*** Information provided Section Begins ***
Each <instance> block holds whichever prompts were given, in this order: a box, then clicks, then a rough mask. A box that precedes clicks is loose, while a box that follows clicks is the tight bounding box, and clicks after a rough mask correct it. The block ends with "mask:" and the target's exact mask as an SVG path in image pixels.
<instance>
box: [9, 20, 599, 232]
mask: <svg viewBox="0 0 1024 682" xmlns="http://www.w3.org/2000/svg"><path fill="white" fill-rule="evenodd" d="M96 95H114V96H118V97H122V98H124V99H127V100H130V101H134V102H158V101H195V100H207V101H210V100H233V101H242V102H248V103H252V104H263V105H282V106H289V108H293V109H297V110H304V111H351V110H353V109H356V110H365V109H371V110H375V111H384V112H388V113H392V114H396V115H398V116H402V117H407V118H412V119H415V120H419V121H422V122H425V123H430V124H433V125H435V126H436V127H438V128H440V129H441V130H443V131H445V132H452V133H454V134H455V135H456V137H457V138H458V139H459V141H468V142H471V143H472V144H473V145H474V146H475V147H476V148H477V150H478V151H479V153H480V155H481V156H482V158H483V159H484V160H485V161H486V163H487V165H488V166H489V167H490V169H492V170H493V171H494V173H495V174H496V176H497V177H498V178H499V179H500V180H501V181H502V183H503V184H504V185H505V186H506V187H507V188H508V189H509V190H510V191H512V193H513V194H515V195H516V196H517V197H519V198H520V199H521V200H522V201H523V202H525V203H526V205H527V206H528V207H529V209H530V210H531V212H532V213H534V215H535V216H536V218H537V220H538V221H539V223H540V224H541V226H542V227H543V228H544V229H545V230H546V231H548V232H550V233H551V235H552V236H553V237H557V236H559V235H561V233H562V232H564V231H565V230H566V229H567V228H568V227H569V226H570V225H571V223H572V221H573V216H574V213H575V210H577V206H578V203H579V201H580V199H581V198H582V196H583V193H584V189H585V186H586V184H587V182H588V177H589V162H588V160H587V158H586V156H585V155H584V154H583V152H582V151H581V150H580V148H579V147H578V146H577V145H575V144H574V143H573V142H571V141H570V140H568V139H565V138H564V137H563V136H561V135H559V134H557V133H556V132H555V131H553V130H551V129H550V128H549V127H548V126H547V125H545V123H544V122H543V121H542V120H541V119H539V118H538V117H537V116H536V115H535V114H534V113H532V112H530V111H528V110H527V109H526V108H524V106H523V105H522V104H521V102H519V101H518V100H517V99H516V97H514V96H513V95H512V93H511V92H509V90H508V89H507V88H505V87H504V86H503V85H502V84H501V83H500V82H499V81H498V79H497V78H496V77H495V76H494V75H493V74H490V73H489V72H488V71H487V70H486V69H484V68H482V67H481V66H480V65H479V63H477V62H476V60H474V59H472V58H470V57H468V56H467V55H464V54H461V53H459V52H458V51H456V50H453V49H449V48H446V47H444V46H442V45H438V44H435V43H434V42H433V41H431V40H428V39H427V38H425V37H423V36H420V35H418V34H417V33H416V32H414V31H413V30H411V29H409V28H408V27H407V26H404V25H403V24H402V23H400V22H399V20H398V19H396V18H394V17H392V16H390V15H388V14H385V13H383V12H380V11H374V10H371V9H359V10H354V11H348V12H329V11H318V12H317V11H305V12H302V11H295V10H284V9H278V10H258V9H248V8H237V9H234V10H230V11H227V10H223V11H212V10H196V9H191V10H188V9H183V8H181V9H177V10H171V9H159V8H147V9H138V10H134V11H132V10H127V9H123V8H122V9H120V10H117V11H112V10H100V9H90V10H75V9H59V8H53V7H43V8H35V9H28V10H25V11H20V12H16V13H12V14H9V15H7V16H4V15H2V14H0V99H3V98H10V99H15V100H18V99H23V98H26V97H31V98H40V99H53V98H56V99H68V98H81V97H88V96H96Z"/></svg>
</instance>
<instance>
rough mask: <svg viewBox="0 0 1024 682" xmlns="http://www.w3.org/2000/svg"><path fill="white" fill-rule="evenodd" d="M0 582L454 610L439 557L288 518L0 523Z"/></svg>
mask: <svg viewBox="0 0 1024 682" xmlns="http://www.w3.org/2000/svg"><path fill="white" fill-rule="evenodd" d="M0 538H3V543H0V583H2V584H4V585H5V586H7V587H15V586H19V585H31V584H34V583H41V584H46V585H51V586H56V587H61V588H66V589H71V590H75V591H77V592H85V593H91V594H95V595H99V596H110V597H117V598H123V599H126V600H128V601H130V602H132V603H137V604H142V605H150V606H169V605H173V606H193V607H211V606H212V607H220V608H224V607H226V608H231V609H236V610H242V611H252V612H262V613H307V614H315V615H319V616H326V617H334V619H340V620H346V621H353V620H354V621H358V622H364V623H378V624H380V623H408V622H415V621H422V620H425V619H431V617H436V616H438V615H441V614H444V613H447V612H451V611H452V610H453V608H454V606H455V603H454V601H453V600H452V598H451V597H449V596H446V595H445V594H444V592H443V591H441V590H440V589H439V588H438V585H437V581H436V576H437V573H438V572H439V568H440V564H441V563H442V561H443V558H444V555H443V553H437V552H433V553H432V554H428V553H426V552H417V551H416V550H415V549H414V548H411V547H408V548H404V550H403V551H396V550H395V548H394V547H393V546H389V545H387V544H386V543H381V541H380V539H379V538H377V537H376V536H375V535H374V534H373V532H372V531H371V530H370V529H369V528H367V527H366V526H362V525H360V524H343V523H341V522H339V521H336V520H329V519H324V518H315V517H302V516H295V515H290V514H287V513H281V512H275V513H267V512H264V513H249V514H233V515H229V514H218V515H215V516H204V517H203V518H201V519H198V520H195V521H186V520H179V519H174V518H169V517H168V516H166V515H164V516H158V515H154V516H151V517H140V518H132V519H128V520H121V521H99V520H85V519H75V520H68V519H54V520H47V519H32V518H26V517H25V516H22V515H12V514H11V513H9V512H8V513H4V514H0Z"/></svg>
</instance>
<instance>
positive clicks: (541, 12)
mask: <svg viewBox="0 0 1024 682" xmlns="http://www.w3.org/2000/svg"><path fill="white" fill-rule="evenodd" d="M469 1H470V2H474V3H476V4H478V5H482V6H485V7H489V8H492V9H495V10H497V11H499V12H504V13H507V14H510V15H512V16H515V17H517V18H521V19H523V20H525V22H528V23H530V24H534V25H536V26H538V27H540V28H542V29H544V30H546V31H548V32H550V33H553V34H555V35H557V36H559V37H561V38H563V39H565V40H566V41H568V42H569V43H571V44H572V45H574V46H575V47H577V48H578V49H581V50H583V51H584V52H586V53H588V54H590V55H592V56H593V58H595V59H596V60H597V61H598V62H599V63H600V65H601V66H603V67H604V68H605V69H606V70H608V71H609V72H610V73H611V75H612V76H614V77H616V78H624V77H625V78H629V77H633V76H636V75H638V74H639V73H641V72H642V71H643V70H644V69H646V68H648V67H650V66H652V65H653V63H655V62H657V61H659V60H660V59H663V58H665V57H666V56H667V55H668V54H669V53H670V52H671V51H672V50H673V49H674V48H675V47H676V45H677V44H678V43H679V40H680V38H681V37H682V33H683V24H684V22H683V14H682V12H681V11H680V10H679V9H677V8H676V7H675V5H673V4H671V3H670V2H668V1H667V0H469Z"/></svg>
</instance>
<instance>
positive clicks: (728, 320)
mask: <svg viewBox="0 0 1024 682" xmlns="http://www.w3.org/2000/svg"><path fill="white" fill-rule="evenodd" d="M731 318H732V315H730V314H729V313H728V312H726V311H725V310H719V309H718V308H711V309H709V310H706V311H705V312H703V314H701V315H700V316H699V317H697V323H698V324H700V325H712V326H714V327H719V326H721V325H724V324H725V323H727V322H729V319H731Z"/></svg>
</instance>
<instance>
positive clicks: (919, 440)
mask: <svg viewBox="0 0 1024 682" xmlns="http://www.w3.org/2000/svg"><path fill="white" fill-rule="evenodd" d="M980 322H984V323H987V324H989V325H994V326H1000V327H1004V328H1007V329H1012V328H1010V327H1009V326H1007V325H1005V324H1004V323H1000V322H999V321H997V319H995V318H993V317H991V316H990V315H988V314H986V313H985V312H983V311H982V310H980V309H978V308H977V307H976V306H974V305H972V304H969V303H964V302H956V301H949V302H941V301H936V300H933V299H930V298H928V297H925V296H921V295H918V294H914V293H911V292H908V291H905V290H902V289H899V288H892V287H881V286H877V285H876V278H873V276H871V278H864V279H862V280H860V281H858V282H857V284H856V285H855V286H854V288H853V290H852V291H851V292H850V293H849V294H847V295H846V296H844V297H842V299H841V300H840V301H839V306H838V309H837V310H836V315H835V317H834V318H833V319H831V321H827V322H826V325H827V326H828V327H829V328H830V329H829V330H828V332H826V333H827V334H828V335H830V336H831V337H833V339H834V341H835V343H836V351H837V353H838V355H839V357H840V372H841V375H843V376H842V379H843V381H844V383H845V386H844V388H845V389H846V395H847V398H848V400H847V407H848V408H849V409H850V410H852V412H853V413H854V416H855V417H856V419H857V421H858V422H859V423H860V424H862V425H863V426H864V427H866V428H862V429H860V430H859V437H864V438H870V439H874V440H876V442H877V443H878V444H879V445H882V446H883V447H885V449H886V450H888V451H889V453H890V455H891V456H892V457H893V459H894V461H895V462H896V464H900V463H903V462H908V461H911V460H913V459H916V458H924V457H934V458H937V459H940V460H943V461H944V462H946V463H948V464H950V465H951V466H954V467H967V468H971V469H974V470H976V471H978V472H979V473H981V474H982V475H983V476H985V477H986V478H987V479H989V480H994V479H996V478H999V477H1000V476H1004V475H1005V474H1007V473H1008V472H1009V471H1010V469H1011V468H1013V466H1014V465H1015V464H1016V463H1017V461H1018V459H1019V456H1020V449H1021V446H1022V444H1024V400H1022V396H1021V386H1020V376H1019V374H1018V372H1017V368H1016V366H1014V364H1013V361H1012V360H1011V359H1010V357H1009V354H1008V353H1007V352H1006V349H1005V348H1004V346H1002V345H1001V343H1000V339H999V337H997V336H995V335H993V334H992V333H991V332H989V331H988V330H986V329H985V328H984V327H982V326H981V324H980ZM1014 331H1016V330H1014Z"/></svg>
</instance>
*** Information provided Section Ends ***
The problem -> "rough" is the string to look for; please copy every line of the records above where it appears.

Exercise output ->
Each <instance> block holds whichever prompts were given, in this order: a box, then clicks, then a rough mask. A box that precedes clicks is loose, while a box that follows clicks is the tight bounding box, and clicks after a rough mask correct it. The block ends with "mask:" and the target's exact mask as an SVG path in image pixels.
rough mask: <svg viewBox="0 0 1024 682" xmlns="http://www.w3.org/2000/svg"><path fill="white" fill-rule="evenodd" d="M0 582L454 610L439 557L288 518L0 523Z"/></svg>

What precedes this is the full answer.